━━━━━ Given passage

Sunday, June 2, 2019

Healing Cultures


First Presbyterian Church, Wilmington, NC


But he’s already made it plain how to live, what to do,
    what God is looking for in men and women.
It’s quite simple: Do what is fair and just to your neighbor,
    be compassionate and loyal in your love,
And don’t take yourself too seriously—
    take God seriously.
Micah 6:8 The Message (MSG)

But the Advocate, the Holy Spirit, whom the Father will send in my name, 
will teach you all things and will remind you of everything I have said to you.
John 14:26 New International Version (NIV)




I just finished three books that address moral quests within our American culture. The question for me was what moral quests have been formative in my life?  Has it been a theme or an event?  How does it connect with the cultures around me?  

A critical influence was another earlier book by Jonathan Imber, Trusting Doctors: The Decline of Moral Authority in American Medicine.  He described the waining theological influence on the practice of medicine.  My response has been a search for a personal and professional moral foundation.  This blog has been part of those explorations.  

That brings us to “trust” in those around us and in God.  Do we really live out “In God we Trust”?  The answer is clear each Sunday in the  congregational confessions.  That confession along with forgiveness is the basis of a healing trust.  A “glue” that holds us together in a world that wants to pull us apart from each other and God.

━━━━━━━━━━
━━━━━ Data for review

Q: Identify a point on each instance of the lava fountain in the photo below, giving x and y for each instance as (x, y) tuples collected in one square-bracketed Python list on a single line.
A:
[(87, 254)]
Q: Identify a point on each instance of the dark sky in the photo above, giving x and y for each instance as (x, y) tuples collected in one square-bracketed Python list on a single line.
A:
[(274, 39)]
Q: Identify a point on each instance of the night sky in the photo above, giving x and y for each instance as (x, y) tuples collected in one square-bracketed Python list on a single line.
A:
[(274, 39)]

━━━━━━━━━━
━━━━━ Data for review

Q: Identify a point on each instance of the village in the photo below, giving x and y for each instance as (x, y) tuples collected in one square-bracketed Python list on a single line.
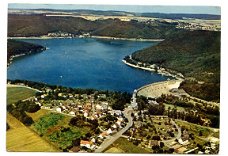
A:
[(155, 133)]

━━━━━━━━━━

* **What this exercise asks**:
**1.** In the Healing Cultures post, retype the part that opens with the words containing "It’s quite simple: Do" and closes with "take God seriously.".
**2.** What book by Jonathan Imber does the Healing Cultures post name as a critical influence?

* **Solutions to the tasks**:
**1.**
It’s quite simple: Do what is fair and just to your neighbor,
    be compassionate and loyal in your love,
And don’t take yourself too seriously—
    take God seriously.

**2.** Trusting Doctors: The Decline of Moral Authority in American Medicine